REQUIREMENT → Arrange every line of the listing below as a JSON list of strings, one string per line, with blank lines dropped. Leave the pictures out of your answer.

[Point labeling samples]
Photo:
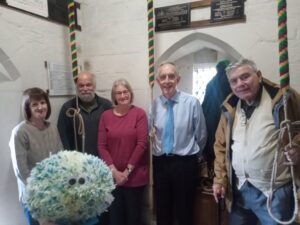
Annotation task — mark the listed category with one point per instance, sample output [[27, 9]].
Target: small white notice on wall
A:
[[60, 80], [39, 7]]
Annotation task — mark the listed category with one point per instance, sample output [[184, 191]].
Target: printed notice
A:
[[60, 79], [39, 7], [226, 10], [172, 17]]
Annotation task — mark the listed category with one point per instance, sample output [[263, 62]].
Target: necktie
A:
[[168, 137]]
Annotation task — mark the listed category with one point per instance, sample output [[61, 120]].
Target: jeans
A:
[[250, 205]]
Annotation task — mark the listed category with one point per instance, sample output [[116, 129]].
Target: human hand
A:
[[218, 192], [120, 177], [292, 154]]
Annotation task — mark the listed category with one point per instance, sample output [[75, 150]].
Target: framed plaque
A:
[[222, 10], [172, 17]]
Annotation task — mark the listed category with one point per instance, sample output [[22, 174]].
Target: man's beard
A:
[[86, 97]]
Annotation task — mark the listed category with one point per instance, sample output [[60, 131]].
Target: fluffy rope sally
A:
[[69, 188]]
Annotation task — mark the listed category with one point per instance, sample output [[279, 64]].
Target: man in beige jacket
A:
[[247, 143]]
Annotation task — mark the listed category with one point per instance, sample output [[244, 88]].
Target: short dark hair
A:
[[31, 94]]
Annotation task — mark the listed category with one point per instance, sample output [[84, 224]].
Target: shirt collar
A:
[[175, 98]]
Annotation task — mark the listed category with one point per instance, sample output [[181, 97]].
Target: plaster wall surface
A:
[[113, 44]]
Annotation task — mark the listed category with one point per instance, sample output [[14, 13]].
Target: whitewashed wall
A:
[[113, 44], [256, 39]]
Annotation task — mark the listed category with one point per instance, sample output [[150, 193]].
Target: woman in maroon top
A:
[[123, 145]]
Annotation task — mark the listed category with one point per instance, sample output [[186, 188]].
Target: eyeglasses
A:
[[125, 92], [243, 77], [170, 76]]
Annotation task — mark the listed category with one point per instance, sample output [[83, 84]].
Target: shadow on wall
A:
[[8, 71], [197, 50]]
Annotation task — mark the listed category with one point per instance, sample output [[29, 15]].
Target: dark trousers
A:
[[127, 207], [104, 218], [175, 183], [28, 217]]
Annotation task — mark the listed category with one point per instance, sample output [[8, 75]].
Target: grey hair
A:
[[168, 63], [124, 83], [241, 62]]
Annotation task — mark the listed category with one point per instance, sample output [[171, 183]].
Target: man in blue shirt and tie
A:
[[179, 135]]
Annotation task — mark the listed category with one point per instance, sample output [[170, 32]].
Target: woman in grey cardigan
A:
[[32, 140]]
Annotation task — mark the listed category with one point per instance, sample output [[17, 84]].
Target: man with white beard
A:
[[91, 107]]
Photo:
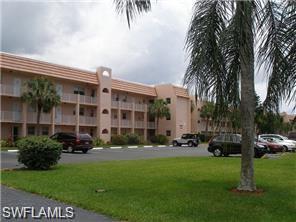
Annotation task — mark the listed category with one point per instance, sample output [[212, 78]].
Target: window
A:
[[105, 111], [31, 130], [104, 131], [79, 90], [45, 131], [81, 111], [93, 93], [105, 90]]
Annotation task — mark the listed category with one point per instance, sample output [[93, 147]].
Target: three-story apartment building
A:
[[91, 102]]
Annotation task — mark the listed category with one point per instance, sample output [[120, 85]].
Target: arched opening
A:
[[104, 131], [105, 111], [106, 73], [105, 90]]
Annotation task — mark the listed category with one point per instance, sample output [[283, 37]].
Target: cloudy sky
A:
[[90, 34]]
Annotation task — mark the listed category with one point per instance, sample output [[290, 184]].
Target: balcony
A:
[[11, 116], [126, 123], [45, 118], [88, 100], [140, 107], [65, 119], [126, 105], [139, 124], [114, 122], [68, 97], [87, 120], [10, 90], [151, 125]]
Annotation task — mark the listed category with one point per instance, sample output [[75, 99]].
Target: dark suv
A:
[[188, 139], [226, 144], [72, 142]]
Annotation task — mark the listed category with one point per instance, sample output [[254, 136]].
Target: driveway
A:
[[9, 159]]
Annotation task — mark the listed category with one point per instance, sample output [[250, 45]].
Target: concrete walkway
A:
[[16, 198]]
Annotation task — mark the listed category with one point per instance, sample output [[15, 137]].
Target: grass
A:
[[171, 189], [8, 148]]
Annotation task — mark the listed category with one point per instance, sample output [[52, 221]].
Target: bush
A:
[[133, 139], [39, 152], [119, 140], [160, 139], [98, 142]]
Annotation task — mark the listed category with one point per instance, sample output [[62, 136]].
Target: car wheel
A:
[[190, 143], [70, 149], [217, 152], [175, 143]]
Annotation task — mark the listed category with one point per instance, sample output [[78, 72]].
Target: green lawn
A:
[[172, 189]]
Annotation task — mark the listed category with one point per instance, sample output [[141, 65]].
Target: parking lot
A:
[[9, 159]]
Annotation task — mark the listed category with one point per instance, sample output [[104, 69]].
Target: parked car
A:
[[271, 146], [226, 144], [188, 139], [292, 136], [289, 145], [73, 142]]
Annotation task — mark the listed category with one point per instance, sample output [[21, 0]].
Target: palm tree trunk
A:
[[247, 182], [157, 125], [38, 120], [207, 124]]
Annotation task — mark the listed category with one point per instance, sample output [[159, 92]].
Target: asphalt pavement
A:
[[9, 159]]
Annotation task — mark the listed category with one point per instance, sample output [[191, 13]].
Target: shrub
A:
[[133, 139], [39, 152], [98, 142], [119, 140], [160, 139]]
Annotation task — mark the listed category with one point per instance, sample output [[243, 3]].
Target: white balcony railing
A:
[[151, 125], [10, 90], [87, 120], [126, 105], [126, 123], [140, 107], [114, 122], [68, 97], [88, 100], [11, 116], [115, 104], [139, 124], [44, 117]]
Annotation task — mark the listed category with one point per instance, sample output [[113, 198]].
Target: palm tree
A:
[[159, 109], [220, 42], [207, 112], [40, 93]]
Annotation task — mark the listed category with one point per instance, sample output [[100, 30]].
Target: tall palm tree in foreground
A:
[[220, 44], [40, 93]]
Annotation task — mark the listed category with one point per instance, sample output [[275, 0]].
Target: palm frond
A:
[[131, 8], [206, 69]]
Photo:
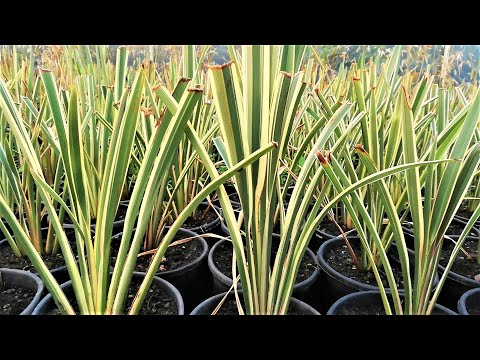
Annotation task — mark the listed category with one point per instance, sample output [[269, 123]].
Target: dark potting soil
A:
[[339, 258], [229, 307], [157, 302], [10, 261], [175, 257], [462, 265], [329, 227], [224, 254], [121, 213], [201, 218], [455, 228], [370, 309], [14, 299], [465, 213]]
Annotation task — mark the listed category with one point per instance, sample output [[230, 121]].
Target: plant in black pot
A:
[[268, 289], [22, 196], [442, 199]]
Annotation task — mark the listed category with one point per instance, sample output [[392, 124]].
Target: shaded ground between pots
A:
[[339, 259], [370, 309], [175, 257], [121, 214], [229, 307], [14, 299], [157, 302], [201, 217], [329, 227], [462, 265], [223, 261]]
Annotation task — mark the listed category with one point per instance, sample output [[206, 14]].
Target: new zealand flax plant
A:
[[94, 292], [257, 100], [444, 186]]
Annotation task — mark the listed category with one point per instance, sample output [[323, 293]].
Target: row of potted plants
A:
[[128, 190]]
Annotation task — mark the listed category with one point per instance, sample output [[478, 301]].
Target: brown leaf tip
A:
[[220, 67], [360, 148], [197, 88], [321, 158]]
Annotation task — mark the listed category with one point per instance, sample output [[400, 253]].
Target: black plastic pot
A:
[[335, 285], [47, 303], [193, 280], [454, 287], [222, 283], [373, 297], [26, 280], [473, 232], [207, 306], [61, 273], [208, 227], [466, 301]]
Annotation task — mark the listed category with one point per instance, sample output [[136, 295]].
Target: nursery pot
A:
[[26, 280], [469, 302], [335, 285], [454, 287], [59, 273], [222, 283], [363, 300], [208, 226], [206, 307], [474, 231], [193, 280], [47, 303]]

CORRECT ANSWER →
[
  "Photo:",
  "Annotation task — mark the listed category with one point per instance, sample output [[27, 9]].",
  "Target: small white notice on wall",
  "A:",
  "[[60, 80], [39, 7]]",
  "Annotation task — mark the listed category with one point per instance, sample output [[184, 191]].",
  "Target: printed notice",
  "A:",
  "[[60, 79], [39, 7], [226, 10], [172, 17]]",
  "Annotation task — mark the listed category with one point per instance, sample output [[263, 62]].",
  "Target: necktie",
  "A:",
  "[[168, 137]]",
  "Annotation task — mark the listed category with one point per instance, sample output [[61, 120]].",
  "Target: jeans",
  "A:",
  "[[250, 205]]",
  "Annotation task — mark the listed category with one point per instance, sample output [[116, 129]].",
  "Target: human hand",
  "A:",
  "[[218, 192], [120, 177], [292, 154]]",
  "Annotation task — mark the listed category with one point per instance, sample output [[75, 150]].",
  "Target: framed plaque",
  "A:",
  "[[222, 10], [172, 17]]",
  "Annotation task — mark the listed category with one point per instance, sample output [[22, 174]].",
  "Target: man's beard",
  "A:",
  "[[86, 97]]",
  "Annotation task — mark the listed category with one point per instance, sample output [[60, 131]].",
  "Target: fluffy rope sally",
  "A:",
  "[[69, 188]]",
  "Annotation task — mark the listed category with one point per instance, sample output [[279, 64]].",
  "Target: man in beige jacket",
  "A:",
  "[[247, 143]]",
  "Annotation task — mark the listed category with one point per instance, sample output [[244, 88]].",
  "Target: short dark hair",
  "A:",
  "[[31, 94]]",
  "Annotation task — mark the listed category with one point per instance, sample output [[84, 224]].",
  "Target: shirt collar",
  "A:",
  "[[175, 98]]",
  "Annotation task — mark the listed category with one point per instance, sample output [[181, 97]].",
  "Target: plaster wall surface",
  "A:",
  "[[113, 44]]",
  "Annotation task — mark the listed category with one point per instance, sample output [[14, 13]].",
  "Target: whitewashed wall",
  "A:",
  "[[113, 44], [256, 39]]",
  "Annotation task — mark the listed category with one point per instance, sample output [[150, 193]].",
  "Target: woman in maroon top",
  "A:",
  "[[123, 145]]",
  "Annotation task — mark the listed category with one point per instance, sample output [[186, 188]].",
  "Target: eyeglasses",
  "A:",
  "[[125, 92], [243, 77], [170, 76]]",
  "Annotation task — mark the listed category with one point per instance, sample output [[83, 84]].",
  "Target: shadow on wall",
  "A:",
  "[[8, 71], [197, 50]]",
  "Annotation task — mark the listed category with one point per instance, sample output [[29, 15]].",
  "Target: dark trousers",
  "A:",
  "[[127, 207], [104, 218], [175, 183], [28, 217]]",
  "Annotation task — mark the listed category with one point per instance, sample output [[8, 75]].",
  "Target: grey hair",
  "A:",
  "[[168, 63], [124, 83], [241, 62]]",
  "Annotation task — mark the listed category with one point per instance, sample output [[171, 183]].",
  "Target: man in blue shirt and tie",
  "A:",
  "[[179, 135]]",
  "Annotation task — mark the listed category with one point per instance, sample output [[170, 32]].",
  "Target: woman in grey cardigan",
  "A:",
  "[[32, 140]]",
  "Annotation task — mark the listed category with one point per instance, sample output [[17, 84]].",
  "Target: man with white beard",
  "A:",
  "[[91, 107]]",
  "Photo:",
  "Annotation task — mark the listed category with one point per instance, sample output [[212, 78]].",
  "Target: window",
  "A:",
  "[[105, 111], [31, 130], [104, 131], [79, 90], [45, 131], [81, 111], [93, 93], [105, 90]]",
  "Annotation task — mark the listed category with one point per instance, sample output [[93, 147]].",
  "Target: three-story apartment building",
  "A:",
  "[[91, 102]]",
  "Annotation task — mark the listed category with one point per instance, sample output [[120, 85]].",
  "Target: arched opening",
  "A:",
  "[[104, 131], [105, 111], [106, 73], [105, 90]]",
  "Annotation task — mark the listed category with one point per instance, sample output [[283, 37]].",
  "Target: cloudy sky",
  "A:",
  "[[90, 34]]",
  "Annotation task — mark the listed category with one point per instance, sample output [[290, 184]].",
  "Target: balcony",
  "A:",
  "[[11, 116], [126, 123], [45, 118], [88, 100], [140, 107], [65, 119], [126, 105], [139, 124], [114, 122], [68, 97], [87, 120], [10, 90], [151, 125]]",
  "Annotation task — mark the listed category with one point per instance, sample output [[75, 99]].",
  "Target: dark suv",
  "A:",
  "[[188, 139], [226, 144], [72, 142]]",
  "Annotation task — mark the listed category with one point per instance, sample output [[254, 136]].",
  "Target: driveway",
  "A:",
  "[[9, 159]]",
  "Annotation task — mark the listed category with one point per instance, sample output [[250, 45]].",
  "Target: concrete walkway",
  "A:",
  "[[16, 198]]",
  "Annotation task — mark the listed category with one point per instance, sample output [[15, 137]].",
  "Target: grass",
  "A:",
  "[[171, 189], [8, 148]]",
  "Annotation task — mark the listed category with one point per instance, sample output [[52, 221]].",
  "Target: bush",
  "A:",
  "[[133, 139], [39, 152], [119, 140], [160, 139], [98, 142]]",
  "Annotation task — mark the listed category with one point per instance, sample output [[62, 136]].",
  "Target: car wheel",
  "A:",
  "[[190, 143], [70, 149], [217, 152], [175, 143]]",
  "Annotation task — mark the listed category with one point per instance, sample output [[78, 72]].",
  "Target: green lawn",
  "A:",
  "[[172, 189]]",
  "Annotation task — mark the listed category with one point per instance, sample output [[141, 65]].",
  "Target: parking lot",
  "A:",
  "[[9, 159]]",
  "Annotation task — mark the listed category with one point per instance, sample output [[104, 69]].",
  "Target: parked car",
  "A:",
  "[[271, 146], [226, 144], [188, 139], [292, 136], [289, 145], [73, 142]]",
  "Annotation task — mark the listed category with one point per instance, sample output [[21, 0]].",
  "Target: palm tree trunk",
  "A:",
  "[[247, 182], [157, 125], [38, 120], [207, 124]]",
  "Annotation task — mark the listed category with one point per instance, sample output [[159, 92]].",
  "Target: asphalt pavement",
  "A:",
  "[[9, 159]]",
  "Annotation task — mark the listed category with one point per instance, sample output [[191, 13]].",
  "Target: shrub",
  "A:",
  "[[133, 139], [39, 152], [98, 142], [119, 140], [160, 139]]",
  "Annotation task — mark the listed category with one point per instance, sample output [[243, 3]].",
  "Target: white balcony railing",
  "A:",
  "[[151, 125], [10, 90], [87, 120], [126, 105], [126, 123], [140, 107], [114, 122], [68, 97], [88, 100], [11, 116], [115, 104], [139, 124], [44, 117]]",
  "Annotation task — mark the listed category with one point per instance, sample output [[113, 198]].",
  "Target: palm tree",
  "A:",
  "[[159, 109], [220, 42], [207, 112], [40, 93]]",
  "Annotation task — mark the listed category with one point per instance, sample output [[100, 30]].",
  "Target: tall palm tree in foreground",
  "A:",
  "[[220, 44], [40, 93]]",
  "Annotation task — mark the listed category with one point per instance, sample output [[275, 0]].",
  "Target: palm frond",
  "A:",
  "[[131, 8], [206, 69]]",
  "Photo:",
  "Annotation task — mark the listed category with one point per instance, sample output [[269, 123]].",
  "Target: dark potting soil",
  "A:",
  "[[339, 258], [229, 307], [157, 302], [10, 261], [175, 257], [462, 265], [329, 227], [224, 254], [121, 213], [201, 218], [455, 228], [370, 309], [14, 299], [465, 213]]",
  "Annotation task — mark the listed category with one point per instance, sample output [[230, 121]].",
  "Target: plant in black pot",
  "A:",
  "[[268, 289], [22, 196], [442, 199]]",
  "Annotation task — mark the listed category with one point per instance, sample output [[392, 124]].",
  "Target: shaded ground between pots",
  "A:",
  "[[339, 259], [370, 309], [175, 257], [121, 214], [229, 307], [14, 299], [157, 302], [201, 217], [329, 227], [462, 265], [223, 261]]",
  "Annotation task — mark the listed category with one point per instance, sample output [[206, 14]].",
  "Target: new zealand flax plant",
  "A:",
  "[[94, 292], [257, 100], [444, 186]]",
  "Annotation task — mark the listed category with one point per instance, sample output [[323, 293]].",
  "Target: row of potted plants",
  "A:",
  "[[128, 190]]",
  "Annotation task — mark the listed category with one point per instance, sample output [[478, 301]].",
  "Target: brown leaf tip",
  "A:",
  "[[220, 67], [360, 148], [197, 88], [321, 158]]",
  "Annotation task — mark the listed category with one point per instance, sample output [[400, 253]].",
  "Target: black plastic pot",
  "A:",
  "[[335, 285], [47, 303], [193, 280], [454, 287], [222, 283], [373, 297], [26, 280], [473, 232], [207, 306], [61, 273], [208, 227], [466, 301]]",
  "Annotation task — mark the listed category with one point per instance, sample output [[136, 295]].",
  "Target: nursery pot",
  "A:",
  "[[26, 280], [469, 302], [335, 285], [454, 287], [59, 273], [222, 283], [363, 300], [208, 226], [206, 307], [474, 231], [193, 280], [47, 303]]"
]